### Photo object pointing rows

+ + + + + + +

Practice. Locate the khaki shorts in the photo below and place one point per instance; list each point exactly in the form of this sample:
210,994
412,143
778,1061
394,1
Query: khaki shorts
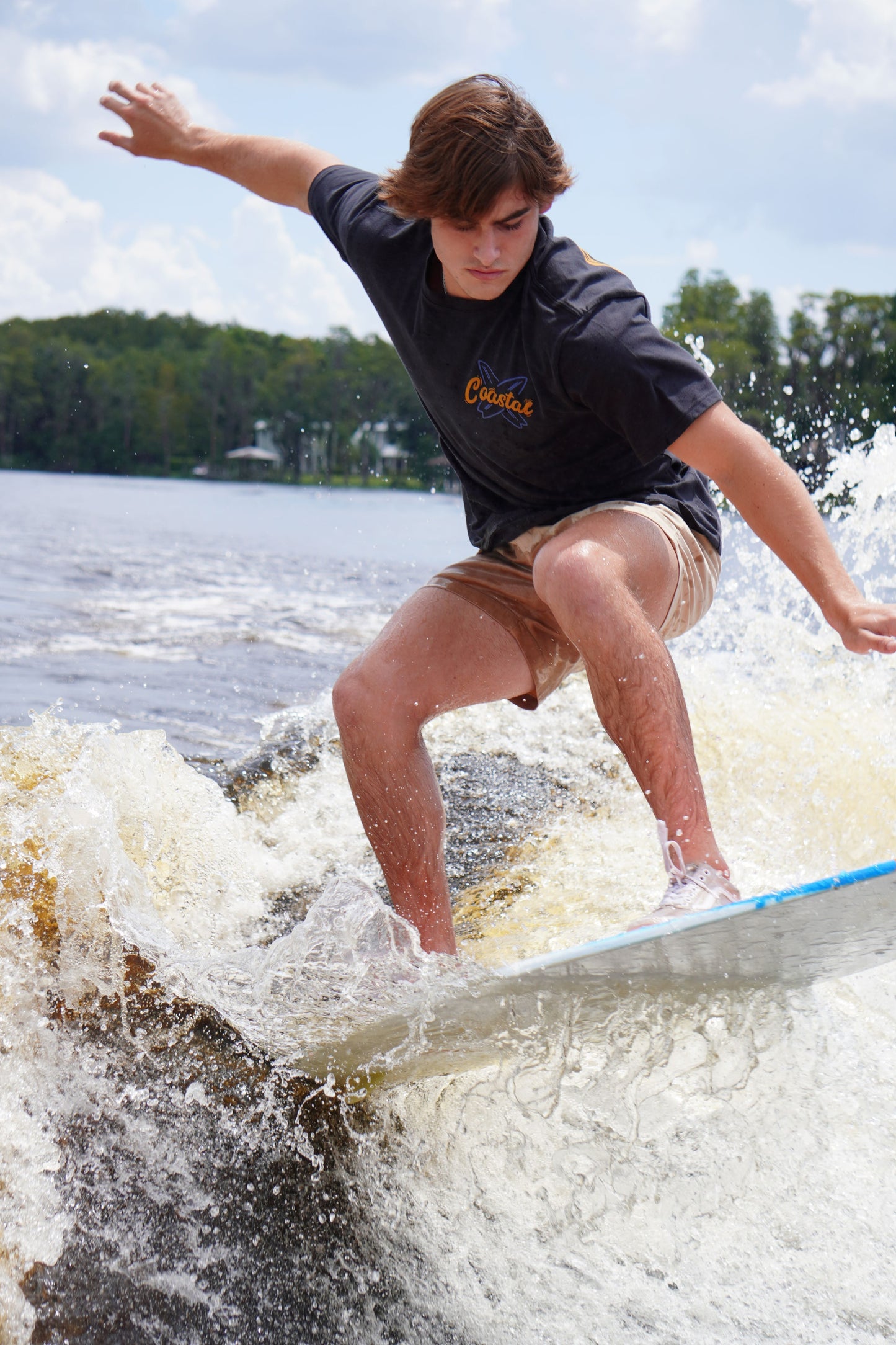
500,584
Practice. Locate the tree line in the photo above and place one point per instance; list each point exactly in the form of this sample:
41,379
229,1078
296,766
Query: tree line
828,382
123,393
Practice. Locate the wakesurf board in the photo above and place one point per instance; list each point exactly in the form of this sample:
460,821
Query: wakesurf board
828,929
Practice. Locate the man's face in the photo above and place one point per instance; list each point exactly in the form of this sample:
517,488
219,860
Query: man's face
481,259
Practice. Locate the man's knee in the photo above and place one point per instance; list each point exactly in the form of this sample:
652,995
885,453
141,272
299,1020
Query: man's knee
353,699
582,571
368,701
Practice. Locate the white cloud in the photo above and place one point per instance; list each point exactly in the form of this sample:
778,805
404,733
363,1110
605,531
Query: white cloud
669,25
365,43
846,53
281,288
701,252
60,256
49,91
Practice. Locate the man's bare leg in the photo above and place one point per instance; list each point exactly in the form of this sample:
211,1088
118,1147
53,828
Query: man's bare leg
609,581
437,654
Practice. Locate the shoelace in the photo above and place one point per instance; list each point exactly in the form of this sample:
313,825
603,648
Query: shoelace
679,876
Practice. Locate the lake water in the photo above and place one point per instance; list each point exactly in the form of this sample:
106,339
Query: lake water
208,1132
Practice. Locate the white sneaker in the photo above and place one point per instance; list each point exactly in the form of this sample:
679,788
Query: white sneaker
692,887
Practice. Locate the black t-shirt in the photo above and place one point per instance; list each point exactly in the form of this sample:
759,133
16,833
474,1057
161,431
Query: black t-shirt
555,396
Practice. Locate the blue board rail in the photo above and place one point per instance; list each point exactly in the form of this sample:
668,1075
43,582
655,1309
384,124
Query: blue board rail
822,937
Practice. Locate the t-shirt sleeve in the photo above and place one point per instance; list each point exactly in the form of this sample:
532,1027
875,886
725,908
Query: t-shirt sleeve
344,203
642,387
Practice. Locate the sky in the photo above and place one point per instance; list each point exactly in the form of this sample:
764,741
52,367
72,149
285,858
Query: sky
753,136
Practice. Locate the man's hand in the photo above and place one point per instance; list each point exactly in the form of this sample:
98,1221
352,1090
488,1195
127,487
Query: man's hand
160,124
277,170
868,627
778,507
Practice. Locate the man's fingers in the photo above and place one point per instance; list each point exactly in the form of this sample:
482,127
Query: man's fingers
122,141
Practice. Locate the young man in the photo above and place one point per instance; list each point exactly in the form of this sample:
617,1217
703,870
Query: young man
583,442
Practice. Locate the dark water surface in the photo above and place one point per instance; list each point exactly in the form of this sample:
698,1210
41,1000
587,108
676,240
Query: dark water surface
199,607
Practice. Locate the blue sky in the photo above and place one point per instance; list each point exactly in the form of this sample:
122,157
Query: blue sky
755,136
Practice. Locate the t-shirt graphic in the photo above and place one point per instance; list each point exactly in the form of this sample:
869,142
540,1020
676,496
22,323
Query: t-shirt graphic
500,396
555,396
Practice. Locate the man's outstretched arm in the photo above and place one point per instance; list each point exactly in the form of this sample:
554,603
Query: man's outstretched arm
277,170
779,510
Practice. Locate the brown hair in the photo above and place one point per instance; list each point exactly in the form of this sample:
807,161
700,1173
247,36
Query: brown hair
471,143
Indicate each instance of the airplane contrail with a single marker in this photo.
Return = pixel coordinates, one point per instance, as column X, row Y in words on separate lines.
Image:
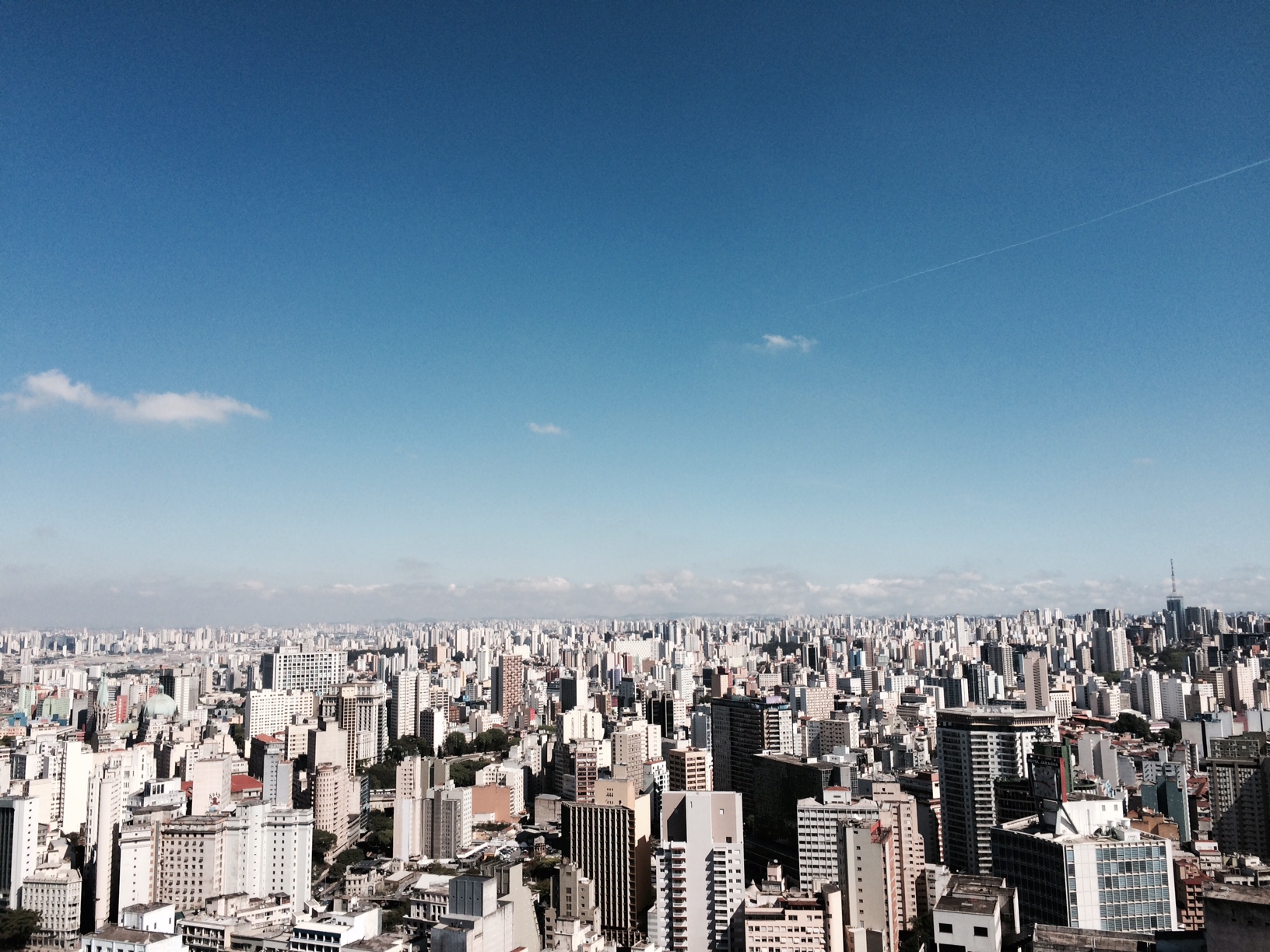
column 1042, row 238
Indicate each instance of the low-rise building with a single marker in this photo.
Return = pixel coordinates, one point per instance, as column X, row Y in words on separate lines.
column 977, row 914
column 54, row 893
column 1237, row 917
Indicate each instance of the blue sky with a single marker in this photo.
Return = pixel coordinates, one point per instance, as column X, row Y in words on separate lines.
column 393, row 238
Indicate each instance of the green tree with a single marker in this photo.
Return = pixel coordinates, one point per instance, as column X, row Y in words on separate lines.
column 921, row 932
column 464, row 772
column 494, row 740
column 324, row 842
column 383, row 775
column 394, row 914
column 1135, row 725
column 17, row 926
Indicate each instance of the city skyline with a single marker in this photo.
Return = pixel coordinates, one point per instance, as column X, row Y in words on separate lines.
column 615, row 313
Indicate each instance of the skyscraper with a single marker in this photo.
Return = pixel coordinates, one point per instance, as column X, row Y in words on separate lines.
column 19, row 833
column 976, row 747
column 609, row 841
column 1110, row 650
column 699, row 873
column 508, row 684
column 289, row 667
column 1037, row 681
column 741, row 727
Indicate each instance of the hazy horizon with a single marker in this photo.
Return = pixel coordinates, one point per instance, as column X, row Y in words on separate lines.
column 554, row 311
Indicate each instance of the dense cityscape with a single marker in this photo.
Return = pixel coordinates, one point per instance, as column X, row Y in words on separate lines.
column 695, row 785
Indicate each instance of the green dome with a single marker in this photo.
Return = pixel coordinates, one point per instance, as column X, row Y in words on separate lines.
column 160, row 706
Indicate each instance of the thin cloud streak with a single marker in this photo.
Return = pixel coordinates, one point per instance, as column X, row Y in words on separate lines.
column 780, row 345
column 54, row 389
column 156, row 602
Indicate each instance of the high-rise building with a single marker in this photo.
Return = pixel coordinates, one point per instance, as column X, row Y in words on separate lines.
column 898, row 811
column 699, row 873
column 1110, row 650
column 54, row 894
column 431, row 817
column 739, row 729
column 1000, row 656
column 924, row 787
column 19, row 835
column 1035, row 665
column 433, row 727
column 293, row 668
column 191, row 861
column 609, row 841
column 976, row 747
column 271, row 711
column 268, row 849
column 409, row 693
column 1083, row 866
column 258, row 851
column 1239, row 785
column 689, row 768
column 508, row 684
column 138, row 863
column 818, row 821
column 866, row 875
column 106, row 796
column 363, row 716
column 569, row 692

+ + + + + + +

### Stated problem
Reproduce all of the rows above line for line, without any changes. Leave the pictures out of your copy.

### Exercise answer
Practice. Locate the khaki shorts in the photo below and place one point per instance; list each point exactly in the form of this sample:
210,994
412,143
778,1061
394,1
Query: khaki shorts
500,584
Practice. Locate the tree line in the photo above and place one point per instance; list each point exactly in the form of this sample:
41,379
229,1078
296,766
Query: tree line
828,382
123,393
Practice. Locate the wakesurf board in the photo above and place one point per instance; list each point exactly in the form of this sample:
460,821
Query: wakesurf board
828,929
Practice. Locate the man's face in the photo above and place one point per instance; list each point exactly in the form of this sample:
517,488
219,860
Query: man's face
481,259
Practice. Locate the man's knee in the photo above and place one point per instance; list each point exactly in the form of this sample:
652,995
885,453
141,272
299,1020
Query: man's knee
353,699
582,571
368,701
Practice. Locate the white cloud in the photo above and place one point per instance; list each point exactly in the form of this sample:
778,805
404,733
363,1110
605,531
Query: white cloud
669,25
365,43
846,53
281,288
701,252
60,256
49,91
Practice. Locate the man's bare leg in the photo above and place one point per instance; list each point exactly in the form of this sample:
211,1088
118,1147
53,828
Query: man's bare leg
609,581
437,654
Practice. Locate the shoelace in the photo above and place one point per instance; list each point exactly in the form of this sample:
313,825
603,648
Query: shoelace
679,876
Practice. Locate the lake water in the photo above and place one point per instance; list each point exactly in the form of this sample:
106,339
Query: lake water
208,1132
Practice. Locate the white sneaker in the photo above and place one point per instance; list each point exactly in the form of this sample:
679,788
Query: white sneaker
692,887
Practice. Locate the black t-shirt in the photo above and place one point per instance; list each point exactly in the form of this sample:
759,133
16,833
474,1057
161,431
Query: black t-shirt
555,396
Practice. Locate the blue board rail in the photo above and place one point per instance; list each point exactly in the form of this sample:
668,1075
43,582
655,1309
384,124
Query: blue board rail
822,937
Practice. Locate the t-shirt sleeve in the photo above and place one point per instance; list each point exactly in the form of this sample:
532,1027
875,886
725,908
Query: t-shirt sleeve
344,203
642,387
Practice. Locate the sky in the photo above and place one point per instance; list each point exactly in the form of this sample:
764,741
52,367
72,149
285,858
Query: sky
753,136
Practice. Locate the man's hand in the photo above and place one point per instance; list each point exactly in the form of this sample:
98,1221
352,1090
488,1195
127,487
Query: man's hand
160,124
277,170
868,627
778,507
Practice. Locate the man's fingers in the photo above and place one point per instance; list each point exactly in the form of this sample:
482,127
Query: man's fingers
122,141
Practice. Locate the young man in the photo above and place one point per instance; list each point exactly in the form of this sample:
617,1217
703,870
Query: young man
583,442
Practice. Locate the dark water surface in the photo above and place one point per instance; list each point exactly in the form of this sample:
698,1210
41,1000
587,108
676,240
Query: dark water surface
199,607
Practice. Locate the blue sky in the photo above and place one point per instance; list each point exactly in the form of this sample:
122,157
Query: blue sky
755,136
Practice. Locate the t-shirt graphic in the photo above and place one point per instance; list each point exactly in the form of this sample:
869,142
540,1020
676,496
22,323
Query: t-shirt graphic
500,396
555,396
Practice. Locate the man's outstretched arm in the photo above and place one point per instance; list each point exactly in the form of this sample:
554,603
Query: man's outstretched arm
277,170
779,510
Practice. Locate the brown hair in the photo above and place one point per instance; list each point exactly in the form of this sample:
807,161
700,1173
247,36
Query: brown hair
471,143
Indicate each instance of the airplane contrail with a single marker in this photo.
Return = pixel coordinates, one point per instance, as column X, row Y in words on separate lines.
Image:
column 1042, row 238
Indicate each instance of the low-rise building with a single marker in this photo.
Return = pixel coordinates, one point per instance, as column X, row Y in words on separate lines.
column 977, row 914
column 54, row 893
column 1237, row 917
Indicate each instance of the blue sky with a single marker in this photo.
Return = pixel coordinates, one point per instance, as column X, row Y in words on separate lines.
column 393, row 238
Indicate each instance of the green tree with a single marker in this photo.
Return = pixel coordinates, one point per instance, as column X, row Y in words on separate lines.
column 921, row 932
column 464, row 772
column 494, row 740
column 324, row 842
column 383, row 775
column 394, row 914
column 1135, row 725
column 17, row 926
Indicate each instance of the city skyline with a single marker in this photo.
Return = pixel coordinates, one point per instance, as column X, row Y in words on separate lines.
column 615, row 313
Indicate each instance of the skyscraper with a single marker in this photo.
Return = pixel coordinates, one point per instance, as column X, row Y in words on separate lines.
column 19, row 833
column 976, row 747
column 609, row 841
column 1110, row 650
column 699, row 873
column 508, row 684
column 289, row 667
column 1037, row 681
column 741, row 727
Indicate each instance of the hazy horizon with a single marker in this photo.
Return = pixel coordinates, one point per instance, as column X, row Y in words on separate lines.
column 554, row 311
Indicate each instance of the dense cityscape with a single marker in this photo.
Return = pixel coordinates, one point per instance, as column X, row Y in words on separate lines.
column 695, row 785
Indicate each instance of the green dome with a single marker in this photo.
Return = pixel coordinates, one point per instance, as column X, row Y in words on separate lines.
column 160, row 706
Indicate each instance of the thin cloud streak with a single marker in this photo.
Return = pixel coordinates, one point per instance, as column X, row Y in words on separate lines.
column 780, row 345
column 54, row 389
column 156, row 602
Indicate each instance of the high-rise building with a single marker in this photo.
Return = pixel coordinates, one point per instance, as column X, row Y in words on separate lines.
column 898, row 811
column 699, row 873
column 1110, row 650
column 54, row 894
column 431, row 817
column 739, row 729
column 1000, row 656
column 924, row 787
column 19, row 835
column 1035, row 665
column 433, row 727
column 293, row 668
column 191, row 861
column 609, row 841
column 976, row 747
column 271, row 711
column 268, row 849
column 409, row 693
column 1083, row 866
column 258, row 851
column 1239, row 785
column 689, row 768
column 508, row 684
column 138, row 863
column 818, row 821
column 866, row 875
column 106, row 796
column 363, row 716
column 569, row 692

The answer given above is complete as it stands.